▸ **GIVEN ENTRIES**:
+---+
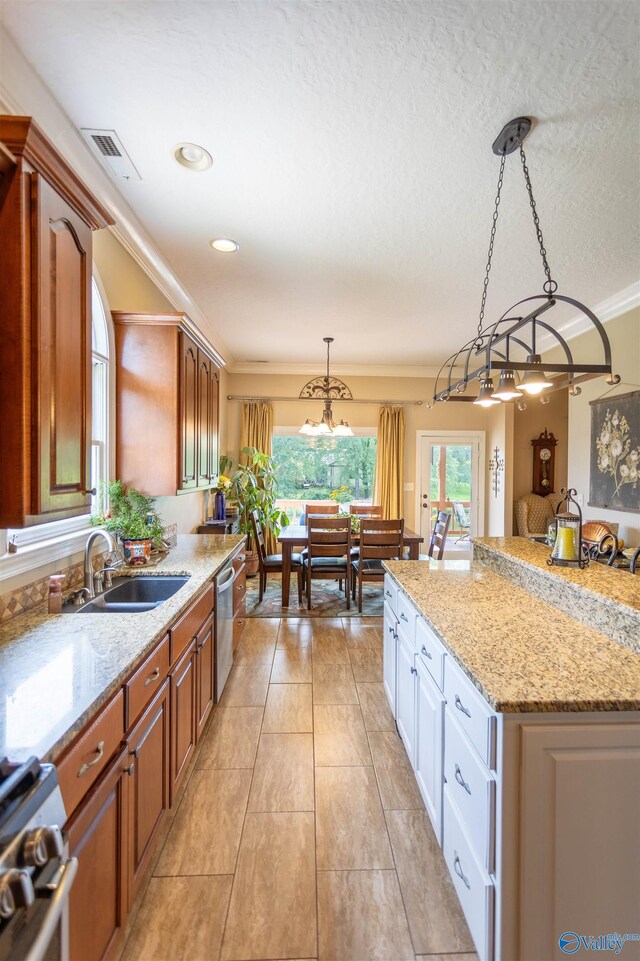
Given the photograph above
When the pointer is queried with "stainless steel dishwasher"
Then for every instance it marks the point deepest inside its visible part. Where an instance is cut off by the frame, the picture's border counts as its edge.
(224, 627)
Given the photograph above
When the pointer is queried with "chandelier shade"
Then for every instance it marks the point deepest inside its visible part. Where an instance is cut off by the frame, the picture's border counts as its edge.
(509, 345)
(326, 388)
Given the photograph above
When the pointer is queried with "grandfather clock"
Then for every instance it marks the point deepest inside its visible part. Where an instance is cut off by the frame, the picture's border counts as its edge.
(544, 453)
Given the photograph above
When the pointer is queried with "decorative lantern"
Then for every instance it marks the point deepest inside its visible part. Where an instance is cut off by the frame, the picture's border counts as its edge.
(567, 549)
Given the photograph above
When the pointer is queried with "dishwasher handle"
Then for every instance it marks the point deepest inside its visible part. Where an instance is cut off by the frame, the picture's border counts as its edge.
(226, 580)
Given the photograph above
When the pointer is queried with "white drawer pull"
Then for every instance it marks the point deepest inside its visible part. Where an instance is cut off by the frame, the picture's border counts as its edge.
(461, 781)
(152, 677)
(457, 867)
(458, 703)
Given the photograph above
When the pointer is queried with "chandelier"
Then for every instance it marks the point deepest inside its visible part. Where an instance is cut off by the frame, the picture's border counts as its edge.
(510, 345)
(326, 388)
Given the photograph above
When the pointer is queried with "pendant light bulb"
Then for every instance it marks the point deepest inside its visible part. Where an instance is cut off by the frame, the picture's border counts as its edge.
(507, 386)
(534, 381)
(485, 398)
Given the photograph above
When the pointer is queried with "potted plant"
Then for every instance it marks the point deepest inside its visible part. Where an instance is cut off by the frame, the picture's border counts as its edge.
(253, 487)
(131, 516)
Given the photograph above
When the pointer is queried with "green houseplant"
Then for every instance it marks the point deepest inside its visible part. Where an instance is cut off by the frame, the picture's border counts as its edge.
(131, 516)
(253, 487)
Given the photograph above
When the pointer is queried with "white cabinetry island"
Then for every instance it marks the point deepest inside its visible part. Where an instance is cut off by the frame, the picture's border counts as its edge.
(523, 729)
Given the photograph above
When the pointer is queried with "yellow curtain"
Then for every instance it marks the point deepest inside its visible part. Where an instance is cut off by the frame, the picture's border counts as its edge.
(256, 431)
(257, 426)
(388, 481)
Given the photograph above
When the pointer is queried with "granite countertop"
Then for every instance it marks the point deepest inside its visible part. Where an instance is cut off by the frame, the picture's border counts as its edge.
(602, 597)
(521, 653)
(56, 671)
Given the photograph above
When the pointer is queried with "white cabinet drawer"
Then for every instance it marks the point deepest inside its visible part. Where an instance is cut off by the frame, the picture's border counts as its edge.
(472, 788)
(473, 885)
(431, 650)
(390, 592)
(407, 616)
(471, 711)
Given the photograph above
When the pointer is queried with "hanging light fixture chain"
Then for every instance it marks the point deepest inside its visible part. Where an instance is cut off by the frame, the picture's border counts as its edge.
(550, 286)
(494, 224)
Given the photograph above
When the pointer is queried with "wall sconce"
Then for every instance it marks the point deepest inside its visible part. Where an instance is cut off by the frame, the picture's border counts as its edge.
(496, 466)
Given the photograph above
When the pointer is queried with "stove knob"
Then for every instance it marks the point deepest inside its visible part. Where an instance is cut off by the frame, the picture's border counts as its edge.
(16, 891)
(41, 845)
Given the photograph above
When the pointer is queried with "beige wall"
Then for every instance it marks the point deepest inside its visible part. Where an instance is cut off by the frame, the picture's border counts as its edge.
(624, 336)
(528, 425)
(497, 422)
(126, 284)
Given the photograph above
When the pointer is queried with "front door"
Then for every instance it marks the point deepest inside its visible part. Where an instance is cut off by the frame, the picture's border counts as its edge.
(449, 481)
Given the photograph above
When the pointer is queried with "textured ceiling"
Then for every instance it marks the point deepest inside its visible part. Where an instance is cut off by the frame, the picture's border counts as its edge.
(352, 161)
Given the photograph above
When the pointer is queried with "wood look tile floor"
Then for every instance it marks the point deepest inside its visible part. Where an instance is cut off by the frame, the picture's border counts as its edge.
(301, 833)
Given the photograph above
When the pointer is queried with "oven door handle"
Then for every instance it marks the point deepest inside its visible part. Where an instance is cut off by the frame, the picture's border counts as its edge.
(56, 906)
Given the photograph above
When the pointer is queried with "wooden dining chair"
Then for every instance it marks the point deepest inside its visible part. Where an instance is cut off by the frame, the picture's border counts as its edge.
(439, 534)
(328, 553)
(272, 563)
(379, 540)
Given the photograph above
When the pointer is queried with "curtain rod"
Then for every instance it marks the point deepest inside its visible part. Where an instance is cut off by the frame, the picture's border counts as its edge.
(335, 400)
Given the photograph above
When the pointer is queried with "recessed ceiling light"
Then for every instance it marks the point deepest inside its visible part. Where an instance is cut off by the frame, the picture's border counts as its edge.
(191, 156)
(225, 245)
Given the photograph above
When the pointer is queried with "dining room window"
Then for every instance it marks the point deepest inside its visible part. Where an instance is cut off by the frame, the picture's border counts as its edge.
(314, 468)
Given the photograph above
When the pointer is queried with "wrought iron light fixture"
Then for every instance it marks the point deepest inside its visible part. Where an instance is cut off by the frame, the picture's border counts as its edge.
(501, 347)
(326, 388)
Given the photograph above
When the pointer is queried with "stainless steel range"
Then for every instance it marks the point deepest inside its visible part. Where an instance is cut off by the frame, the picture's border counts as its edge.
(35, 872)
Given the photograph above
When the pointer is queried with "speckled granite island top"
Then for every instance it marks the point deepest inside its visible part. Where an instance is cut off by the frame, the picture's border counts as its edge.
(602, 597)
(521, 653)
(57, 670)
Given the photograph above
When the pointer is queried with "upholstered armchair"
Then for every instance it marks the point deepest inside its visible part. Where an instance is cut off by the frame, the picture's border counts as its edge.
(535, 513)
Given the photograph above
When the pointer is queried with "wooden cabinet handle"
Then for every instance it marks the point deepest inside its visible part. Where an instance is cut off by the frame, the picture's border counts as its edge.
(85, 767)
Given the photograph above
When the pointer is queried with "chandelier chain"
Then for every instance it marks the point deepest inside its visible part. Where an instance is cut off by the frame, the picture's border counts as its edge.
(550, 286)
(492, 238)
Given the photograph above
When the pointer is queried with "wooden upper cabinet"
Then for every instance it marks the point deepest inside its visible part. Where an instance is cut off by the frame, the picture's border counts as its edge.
+---+
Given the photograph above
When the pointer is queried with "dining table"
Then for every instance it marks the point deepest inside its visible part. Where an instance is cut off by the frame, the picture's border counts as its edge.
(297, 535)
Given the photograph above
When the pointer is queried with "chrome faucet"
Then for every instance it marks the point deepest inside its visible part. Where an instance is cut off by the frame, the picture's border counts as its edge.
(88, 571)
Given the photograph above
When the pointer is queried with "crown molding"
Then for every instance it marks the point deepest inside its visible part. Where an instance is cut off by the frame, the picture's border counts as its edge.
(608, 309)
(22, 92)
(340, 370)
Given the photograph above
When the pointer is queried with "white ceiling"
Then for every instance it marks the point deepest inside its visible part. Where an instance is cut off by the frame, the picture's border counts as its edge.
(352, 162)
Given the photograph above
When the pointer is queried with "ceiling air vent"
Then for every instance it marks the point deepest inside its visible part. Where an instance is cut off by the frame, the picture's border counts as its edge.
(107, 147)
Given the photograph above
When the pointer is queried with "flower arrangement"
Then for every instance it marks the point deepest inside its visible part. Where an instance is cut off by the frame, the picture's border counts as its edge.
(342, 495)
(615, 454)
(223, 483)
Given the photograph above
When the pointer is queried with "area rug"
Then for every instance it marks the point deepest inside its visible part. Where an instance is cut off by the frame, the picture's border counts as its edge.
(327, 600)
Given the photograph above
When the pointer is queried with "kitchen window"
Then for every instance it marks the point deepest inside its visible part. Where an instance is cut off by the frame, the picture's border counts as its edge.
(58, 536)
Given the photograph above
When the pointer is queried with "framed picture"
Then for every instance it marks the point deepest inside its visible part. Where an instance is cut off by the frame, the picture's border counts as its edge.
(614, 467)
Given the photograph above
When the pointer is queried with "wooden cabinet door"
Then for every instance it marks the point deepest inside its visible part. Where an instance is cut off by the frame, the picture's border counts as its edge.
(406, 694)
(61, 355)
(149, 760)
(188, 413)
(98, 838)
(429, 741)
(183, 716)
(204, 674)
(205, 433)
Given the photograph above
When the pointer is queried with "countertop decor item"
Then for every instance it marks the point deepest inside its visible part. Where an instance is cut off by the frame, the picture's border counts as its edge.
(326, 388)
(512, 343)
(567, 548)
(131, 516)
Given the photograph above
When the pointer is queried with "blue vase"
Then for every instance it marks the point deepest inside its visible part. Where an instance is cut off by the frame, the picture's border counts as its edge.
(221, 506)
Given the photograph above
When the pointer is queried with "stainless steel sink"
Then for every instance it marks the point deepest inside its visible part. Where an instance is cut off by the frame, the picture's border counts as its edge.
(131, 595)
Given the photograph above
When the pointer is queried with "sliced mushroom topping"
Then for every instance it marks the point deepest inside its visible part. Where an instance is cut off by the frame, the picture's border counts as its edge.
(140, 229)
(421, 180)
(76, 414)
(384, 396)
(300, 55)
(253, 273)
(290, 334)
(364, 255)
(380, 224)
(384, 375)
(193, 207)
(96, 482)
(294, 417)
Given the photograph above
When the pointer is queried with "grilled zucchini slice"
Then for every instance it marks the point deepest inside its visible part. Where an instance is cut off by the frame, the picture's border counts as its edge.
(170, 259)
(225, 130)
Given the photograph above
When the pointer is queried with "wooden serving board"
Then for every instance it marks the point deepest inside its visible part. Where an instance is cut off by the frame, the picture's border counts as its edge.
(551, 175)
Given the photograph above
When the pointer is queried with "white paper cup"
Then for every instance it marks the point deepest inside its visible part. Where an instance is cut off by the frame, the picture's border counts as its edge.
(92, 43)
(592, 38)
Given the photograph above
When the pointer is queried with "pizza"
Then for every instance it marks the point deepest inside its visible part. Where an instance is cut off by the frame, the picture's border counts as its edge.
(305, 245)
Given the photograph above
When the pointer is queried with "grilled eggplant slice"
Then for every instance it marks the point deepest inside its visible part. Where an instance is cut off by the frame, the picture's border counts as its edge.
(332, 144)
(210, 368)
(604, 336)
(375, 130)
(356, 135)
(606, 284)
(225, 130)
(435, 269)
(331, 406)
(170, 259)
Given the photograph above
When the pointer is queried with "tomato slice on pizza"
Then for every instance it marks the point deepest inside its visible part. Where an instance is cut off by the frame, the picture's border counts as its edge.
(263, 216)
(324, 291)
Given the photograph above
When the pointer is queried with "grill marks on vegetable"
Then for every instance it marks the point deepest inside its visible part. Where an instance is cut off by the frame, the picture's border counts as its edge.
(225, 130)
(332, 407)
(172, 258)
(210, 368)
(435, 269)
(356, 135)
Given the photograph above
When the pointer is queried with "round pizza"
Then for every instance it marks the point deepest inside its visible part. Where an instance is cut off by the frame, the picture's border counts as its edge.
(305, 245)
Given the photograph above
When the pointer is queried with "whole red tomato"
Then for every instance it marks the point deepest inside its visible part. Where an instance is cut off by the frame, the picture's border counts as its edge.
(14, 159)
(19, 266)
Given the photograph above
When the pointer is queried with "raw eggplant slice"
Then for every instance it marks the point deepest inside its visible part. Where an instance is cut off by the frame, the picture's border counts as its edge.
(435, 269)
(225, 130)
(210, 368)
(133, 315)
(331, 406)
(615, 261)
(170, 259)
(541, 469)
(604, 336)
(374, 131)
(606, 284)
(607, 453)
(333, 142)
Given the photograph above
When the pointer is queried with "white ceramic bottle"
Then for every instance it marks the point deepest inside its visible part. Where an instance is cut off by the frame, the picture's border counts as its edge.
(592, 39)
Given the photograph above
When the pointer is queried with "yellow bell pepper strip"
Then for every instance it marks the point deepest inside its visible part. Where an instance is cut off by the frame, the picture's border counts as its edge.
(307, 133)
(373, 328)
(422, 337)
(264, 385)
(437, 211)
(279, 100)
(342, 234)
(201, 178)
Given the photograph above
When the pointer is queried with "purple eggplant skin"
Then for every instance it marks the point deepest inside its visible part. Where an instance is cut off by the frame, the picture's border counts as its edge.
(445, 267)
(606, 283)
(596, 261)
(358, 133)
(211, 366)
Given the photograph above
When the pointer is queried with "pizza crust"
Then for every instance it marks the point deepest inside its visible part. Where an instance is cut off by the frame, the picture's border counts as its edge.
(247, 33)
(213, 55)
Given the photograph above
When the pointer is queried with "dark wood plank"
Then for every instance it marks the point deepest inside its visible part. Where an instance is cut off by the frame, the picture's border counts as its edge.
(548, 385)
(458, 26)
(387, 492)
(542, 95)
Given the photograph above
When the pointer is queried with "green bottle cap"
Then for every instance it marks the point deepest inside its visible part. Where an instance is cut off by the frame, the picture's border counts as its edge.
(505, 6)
+---+
▸ **PROBLEM DESCRIPTION**:
Which lines in the records above contain the word "handle", with case counting? Pick out each one and copy it.

▸ **TASK RESPONSE**:
When the pointer is queried with "dishwasher handle"
When the pointer is queried with "oven door handle"
When the pointer is queried with "wooden cabinet handle"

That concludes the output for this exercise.